> _Исходный текст_
>>>>

§ 155.

Определения, которые удержаны во взаимодействии как различные, суть (а) в себе одно и то же; одна сторона также есть причина, первоначальна, активна, пассивна и т.д., как и другая. Точно также предполагание другого определения и действие на него, непосредственная изначальность и положенность посредством смены, суть одни и те же в обеих сторонах. Вследствие своей непосредственности причина, принимаемая как первая, пассивна, есть положенность и действие.

Различие названных выше двух причин поэтому бессодержательно, и, собственно говоря, в себе существует лишь одна причина, которая столь же снимает себя как субстанцию в своем действии, сколь и утверждает свою самостоятельность, как причины, только в этом, оказываемом ею действии.

§ 156.

<<<<

> _Данные_
>>>>

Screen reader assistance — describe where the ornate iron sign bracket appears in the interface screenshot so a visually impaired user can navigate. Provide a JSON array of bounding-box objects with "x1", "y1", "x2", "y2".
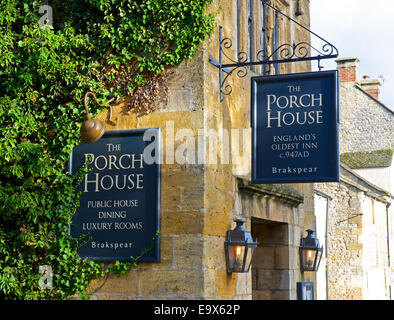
[{"x1": 209, "y1": 0, "x2": 338, "y2": 102}]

<<<<

> _Задания_
**a.** Перепишите из текста о взаимодействии всё, начиная со слов «Определения, которые удержаны» и вплоть до слов «оказываемом ею действии.».
**b.** Каким в тексте о взаимодействии названо различие двух причин?
Данные взяты из другого источника.

> _Ответы_
**a.**
Определения, которые удержаны во взаимодействии как различные, суть (а) в себе одно и то же; одна сторона также есть причина, первоначальна, активна, пассивна и т.д., как и другая. Точно также предполагание другого определения и действие на него, непосредственная изначальность и положенность посредством смены, суть одни и те же в обеих сторонах. Вследствие своей непосредственности причина, принимаемая как первая, пассивна, есть положенность и действие.

Различие названных выше двух причин поэтому бессодержательно, и, собственно говоря, в себе существует лишь одна причина, которая столь же снимает себя как субстанцию в своем действии, сколь и утверждает свою самостоятельность, как причины, только в этом, оказываемом ею действии.

**b.** Бессодержательным.